◆ GIVEN PASSAGE:
□ □ □ □ □ □ □

Parkers overall rating: 3 out of 5 3.0

Miles per pound (mpp) Miles per pound (mpp)

Reliable fuel consumption data for comparison purposes is not available for this model.

Fuel economy

A more stringent standard for fuel economy (WLTP) was introduced from September 2017, and this model was not required to undergo that test. Its fuel economy measured under the previous test system was 37 - 61 mpg. However these figures are less likely to be achievable in real world driving and so should never be compared to another car's mpg which was measured under the newer, more realistic WLTP system.

Naturally, the optimum MG6 running costs belong to the diesel version. When launched in late 2012 it had a claimed average fuel consumption of 53.5mpg. Improvements for the 2014 model year saw this figure climb to 57.6mpg, rising again to 61.4mpg as part of the 2015 facelift. These enhancements also reduced CO2 emissions, meaning cheaper VED rates and company car tax bands – see the emissions summary below for details.

The petrol MG6, sold until 2015, returns around 37mpg on the combined cycle, which isn’t exactly class-leading.

□ □ □ □ □ □ □

◆ DIRECTIONS:
#1 From the MG6 fuel economy text, return the passage starting at "Naturally, the optimum" and ending at "isn’t exactly class-leading.".
#2 Please rewrite the rows starting at the line containing "My team needs the bounding box for the spigot" and ending at the line containing "[134, 213, 800, 449]" as a JSON list of strings, one string per line, with blank lines omitted. Leave the pictures out.

□ □ □ □ □ □ □

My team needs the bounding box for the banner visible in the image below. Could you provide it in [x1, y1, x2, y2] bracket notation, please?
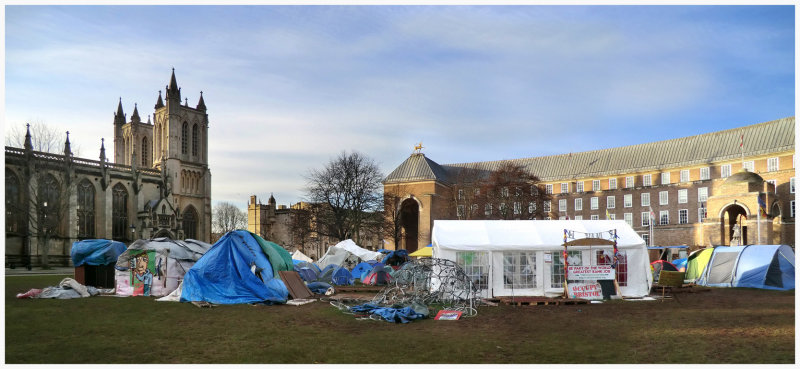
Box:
[567, 265, 614, 281]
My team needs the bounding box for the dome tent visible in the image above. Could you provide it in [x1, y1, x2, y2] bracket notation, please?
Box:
[114, 237, 211, 296]
[180, 230, 293, 304]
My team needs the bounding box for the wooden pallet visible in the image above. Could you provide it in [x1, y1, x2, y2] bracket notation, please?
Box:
[498, 297, 589, 306]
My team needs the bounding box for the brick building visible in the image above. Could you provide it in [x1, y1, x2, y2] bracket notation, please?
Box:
[383, 117, 795, 251]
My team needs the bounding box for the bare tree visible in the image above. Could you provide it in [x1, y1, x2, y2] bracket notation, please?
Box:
[6, 121, 80, 156]
[305, 151, 383, 241]
[211, 202, 247, 234]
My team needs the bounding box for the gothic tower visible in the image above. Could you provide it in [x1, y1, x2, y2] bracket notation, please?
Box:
[152, 68, 211, 239]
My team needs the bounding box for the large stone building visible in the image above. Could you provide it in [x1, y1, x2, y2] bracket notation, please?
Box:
[384, 117, 795, 251]
[5, 69, 211, 265]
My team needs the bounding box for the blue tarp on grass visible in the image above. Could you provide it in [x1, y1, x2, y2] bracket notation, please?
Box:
[181, 230, 289, 304]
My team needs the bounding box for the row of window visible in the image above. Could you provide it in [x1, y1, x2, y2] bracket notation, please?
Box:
[5, 170, 198, 240]
[545, 157, 780, 194]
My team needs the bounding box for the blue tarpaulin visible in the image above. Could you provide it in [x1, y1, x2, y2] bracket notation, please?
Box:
[181, 230, 289, 304]
[69, 240, 128, 267]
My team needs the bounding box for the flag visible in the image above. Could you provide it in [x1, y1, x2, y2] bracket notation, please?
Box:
[758, 196, 767, 216]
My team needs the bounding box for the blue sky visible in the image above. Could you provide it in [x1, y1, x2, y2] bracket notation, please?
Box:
[5, 5, 795, 208]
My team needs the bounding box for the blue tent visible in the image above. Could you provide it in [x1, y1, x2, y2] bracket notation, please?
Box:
[181, 230, 289, 304]
[733, 245, 794, 290]
[697, 245, 794, 290]
[317, 265, 355, 286]
[350, 261, 372, 279]
[69, 240, 128, 267]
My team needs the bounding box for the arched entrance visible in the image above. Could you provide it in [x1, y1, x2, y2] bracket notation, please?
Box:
[400, 198, 419, 253]
[720, 203, 748, 246]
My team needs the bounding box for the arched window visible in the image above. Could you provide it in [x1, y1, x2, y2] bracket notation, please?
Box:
[183, 205, 197, 239]
[192, 124, 200, 156]
[78, 179, 95, 238]
[111, 183, 128, 240]
[34, 174, 62, 234]
[142, 137, 148, 167]
[181, 122, 189, 154]
[6, 169, 22, 232]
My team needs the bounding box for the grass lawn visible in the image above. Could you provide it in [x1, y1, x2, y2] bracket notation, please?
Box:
[5, 276, 795, 364]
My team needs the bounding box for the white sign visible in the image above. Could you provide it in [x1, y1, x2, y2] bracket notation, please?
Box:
[567, 265, 614, 281]
[567, 283, 603, 300]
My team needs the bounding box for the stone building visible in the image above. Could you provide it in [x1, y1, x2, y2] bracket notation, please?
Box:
[383, 117, 795, 251]
[5, 69, 211, 265]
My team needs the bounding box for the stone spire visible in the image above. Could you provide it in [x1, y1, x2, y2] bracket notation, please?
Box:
[64, 131, 72, 157]
[155, 90, 164, 110]
[197, 91, 206, 111]
[131, 104, 142, 123]
[114, 97, 126, 125]
[25, 123, 33, 151]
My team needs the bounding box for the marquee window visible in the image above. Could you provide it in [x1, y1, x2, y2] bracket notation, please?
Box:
[503, 251, 536, 289]
[456, 251, 489, 290]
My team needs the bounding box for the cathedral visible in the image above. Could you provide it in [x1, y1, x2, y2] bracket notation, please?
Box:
[5, 69, 211, 267]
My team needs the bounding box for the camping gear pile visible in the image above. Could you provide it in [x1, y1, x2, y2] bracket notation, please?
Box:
[684, 245, 795, 290]
[115, 237, 211, 296]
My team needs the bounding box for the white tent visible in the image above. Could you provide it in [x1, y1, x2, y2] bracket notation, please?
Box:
[316, 240, 383, 269]
[114, 237, 212, 296]
[432, 220, 653, 297]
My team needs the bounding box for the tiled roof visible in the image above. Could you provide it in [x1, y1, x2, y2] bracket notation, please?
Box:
[386, 117, 795, 182]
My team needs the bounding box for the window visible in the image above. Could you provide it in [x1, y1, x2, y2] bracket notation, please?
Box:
[456, 251, 489, 290]
[77, 179, 95, 238]
[142, 137, 147, 167]
[503, 252, 536, 289]
[111, 183, 129, 241]
[697, 187, 708, 202]
[678, 188, 689, 204]
[192, 124, 200, 156]
[719, 164, 731, 178]
[622, 213, 633, 227]
[678, 209, 689, 224]
[642, 192, 650, 206]
[550, 251, 583, 288]
[700, 167, 711, 181]
[658, 191, 669, 205]
[182, 205, 197, 239]
[658, 210, 669, 225]
[767, 158, 778, 172]
[181, 122, 189, 154]
[6, 169, 22, 232]
[595, 249, 628, 287]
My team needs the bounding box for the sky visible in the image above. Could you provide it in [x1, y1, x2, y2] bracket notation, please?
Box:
[4, 5, 795, 209]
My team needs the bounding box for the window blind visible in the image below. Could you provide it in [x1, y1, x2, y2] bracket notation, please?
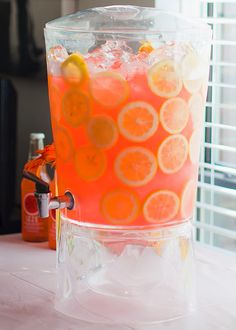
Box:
[194, 0, 236, 252]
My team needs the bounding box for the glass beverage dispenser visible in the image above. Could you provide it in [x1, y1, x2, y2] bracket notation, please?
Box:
[42, 6, 211, 323]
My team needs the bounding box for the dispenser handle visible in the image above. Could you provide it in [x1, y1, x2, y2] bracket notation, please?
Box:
[22, 170, 50, 194]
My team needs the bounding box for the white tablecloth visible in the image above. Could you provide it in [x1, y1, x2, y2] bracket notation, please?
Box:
[0, 234, 236, 330]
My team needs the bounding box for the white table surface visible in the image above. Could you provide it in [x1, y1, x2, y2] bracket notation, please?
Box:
[0, 234, 236, 330]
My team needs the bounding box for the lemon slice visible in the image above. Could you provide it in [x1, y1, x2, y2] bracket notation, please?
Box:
[114, 147, 157, 186]
[157, 134, 188, 174]
[87, 115, 118, 149]
[61, 53, 89, 85]
[118, 101, 158, 142]
[160, 97, 189, 134]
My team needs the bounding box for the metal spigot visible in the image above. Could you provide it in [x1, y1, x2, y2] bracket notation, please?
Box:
[23, 171, 74, 218]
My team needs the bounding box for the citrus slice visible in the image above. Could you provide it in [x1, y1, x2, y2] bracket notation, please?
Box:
[188, 93, 204, 128]
[181, 52, 208, 94]
[90, 71, 128, 107]
[118, 101, 158, 142]
[55, 127, 73, 162]
[87, 115, 118, 149]
[101, 188, 140, 225]
[148, 60, 182, 98]
[189, 129, 201, 164]
[61, 53, 88, 84]
[138, 41, 154, 54]
[115, 147, 157, 186]
[143, 190, 180, 223]
[181, 180, 197, 220]
[62, 88, 90, 127]
[75, 146, 107, 181]
[157, 134, 188, 174]
[160, 97, 189, 134]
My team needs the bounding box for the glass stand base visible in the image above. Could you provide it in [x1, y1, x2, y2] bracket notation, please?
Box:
[55, 220, 195, 324]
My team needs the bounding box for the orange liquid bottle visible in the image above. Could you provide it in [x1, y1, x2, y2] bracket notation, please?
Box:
[48, 172, 58, 250]
[21, 133, 48, 242]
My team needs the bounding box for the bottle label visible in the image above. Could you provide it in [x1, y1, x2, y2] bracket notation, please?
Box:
[24, 193, 38, 216]
[24, 193, 47, 233]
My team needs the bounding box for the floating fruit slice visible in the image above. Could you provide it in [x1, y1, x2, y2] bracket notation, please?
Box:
[115, 147, 157, 186]
[55, 127, 73, 162]
[101, 188, 140, 225]
[118, 101, 158, 142]
[189, 129, 201, 164]
[90, 71, 128, 107]
[157, 134, 188, 174]
[181, 52, 208, 94]
[181, 180, 197, 220]
[160, 97, 189, 134]
[188, 93, 204, 128]
[148, 60, 182, 98]
[61, 53, 88, 84]
[87, 115, 118, 148]
[75, 146, 107, 181]
[24, 193, 38, 215]
[138, 41, 154, 54]
[62, 88, 90, 127]
[143, 190, 180, 223]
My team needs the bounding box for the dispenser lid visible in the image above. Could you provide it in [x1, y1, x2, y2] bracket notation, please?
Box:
[46, 6, 211, 40]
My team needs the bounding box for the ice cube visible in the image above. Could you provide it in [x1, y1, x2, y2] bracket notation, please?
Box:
[85, 40, 133, 73]
[47, 45, 69, 76]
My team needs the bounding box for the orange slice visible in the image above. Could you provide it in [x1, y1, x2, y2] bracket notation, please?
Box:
[138, 41, 154, 54]
[55, 127, 73, 162]
[61, 53, 88, 84]
[148, 60, 182, 98]
[189, 129, 201, 164]
[115, 147, 157, 186]
[160, 97, 189, 134]
[118, 101, 158, 142]
[87, 115, 118, 149]
[157, 134, 188, 174]
[62, 88, 90, 127]
[75, 146, 107, 181]
[181, 52, 208, 94]
[143, 190, 180, 223]
[181, 180, 197, 220]
[188, 93, 204, 128]
[101, 188, 140, 225]
[90, 71, 128, 107]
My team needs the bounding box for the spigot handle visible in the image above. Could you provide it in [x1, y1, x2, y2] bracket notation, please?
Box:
[22, 171, 50, 194]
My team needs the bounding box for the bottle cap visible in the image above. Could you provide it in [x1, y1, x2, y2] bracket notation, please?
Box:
[30, 133, 45, 140]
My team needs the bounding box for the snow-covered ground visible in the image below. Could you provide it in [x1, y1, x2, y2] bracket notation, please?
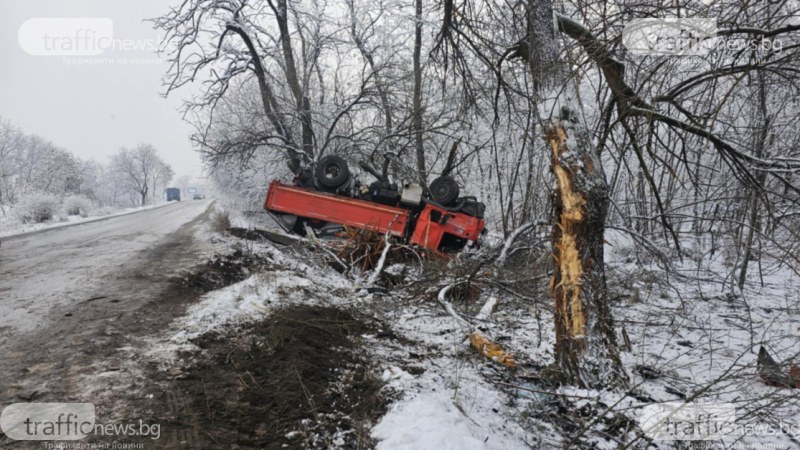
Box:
[134, 213, 800, 449]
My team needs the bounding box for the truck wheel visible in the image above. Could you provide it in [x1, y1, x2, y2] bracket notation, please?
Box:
[428, 175, 458, 205]
[315, 155, 350, 189]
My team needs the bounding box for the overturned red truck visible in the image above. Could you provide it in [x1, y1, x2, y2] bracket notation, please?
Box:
[264, 155, 486, 253]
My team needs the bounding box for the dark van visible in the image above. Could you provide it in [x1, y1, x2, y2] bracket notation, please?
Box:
[167, 188, 181, 202]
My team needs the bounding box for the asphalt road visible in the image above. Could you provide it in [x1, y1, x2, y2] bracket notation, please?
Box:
[0, 201, 214, 343]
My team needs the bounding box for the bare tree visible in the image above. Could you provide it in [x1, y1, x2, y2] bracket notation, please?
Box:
[111, 144, 171, 206]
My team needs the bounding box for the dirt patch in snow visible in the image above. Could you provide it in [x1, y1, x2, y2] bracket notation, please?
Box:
[162, 306, 386, 449]
[182, 250, 268, 293]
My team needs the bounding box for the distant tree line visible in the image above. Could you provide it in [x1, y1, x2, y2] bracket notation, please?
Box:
[0, 117, 175, 212]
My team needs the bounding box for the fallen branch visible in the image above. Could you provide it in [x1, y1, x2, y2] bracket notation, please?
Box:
[494, 222, 542, 267]
[436, 281, 516, 368]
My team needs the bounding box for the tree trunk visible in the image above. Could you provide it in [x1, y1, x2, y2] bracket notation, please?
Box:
[547, 114, 625, 387]
[737, 72, 770, 290]
[411, 0, 428, 187]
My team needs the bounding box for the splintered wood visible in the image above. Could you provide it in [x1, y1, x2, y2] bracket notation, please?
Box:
[469, 331, 517, 369]
[547, 126, 586, 339]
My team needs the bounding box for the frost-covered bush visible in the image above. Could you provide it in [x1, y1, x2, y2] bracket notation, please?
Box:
[64, 195, 94, 217]
[17, 192, 61, 223]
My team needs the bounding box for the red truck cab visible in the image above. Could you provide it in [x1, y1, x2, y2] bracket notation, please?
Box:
[264, 181, 486, 252]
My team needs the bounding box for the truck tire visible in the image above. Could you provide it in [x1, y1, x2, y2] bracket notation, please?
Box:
[315, 155, 350, 189]
[428, 175, 459, 206]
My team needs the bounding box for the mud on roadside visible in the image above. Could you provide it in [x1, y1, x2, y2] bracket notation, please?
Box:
[151, 305, 386, 449]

□ □ □ □ □ □ □

◆ TASK RESPONSES:
#1
Naturally, the optimum MG6 running costs belong to the diesel version. When launched in late 2012 it had a claimed average fuel consumption of 53.5mpg. Improvements for the 2014 model year saw this figure climb to 57.6mpg, rising again to 61.4mpg as part of the 2015 facelift. These enhancements also reduced CO2 emissions, meaning cheaper VED rates and company car tax bands – see the emissions summary below for details.

The petrol MG6, sold until 2015, returns around 37mpg on the combined cycle, which isn’t exactly class-leading.

#2
[
  "My team needs the bounding box for the spigot handle visible in the image above. Could you provide it in [x1, y1, x2, y2] bracket notation, please?",
  "Box:",
  "[22, 171, 50, 194]",
  "My team needs the bounding box for the bottle cap visible in the image above. Could you provide it in [x1, y1, x2, y2] bracket notation, please?",
  "Box:",
  "[30, 133, 45, 140]",
  "My team needs the bounding box for the snow-covered ground visible in the image below. Could you provide it in [x1, y1, x2, y2] bracket notation, please?",
  "Box:",
  "[134, 213, 800, 449]"
]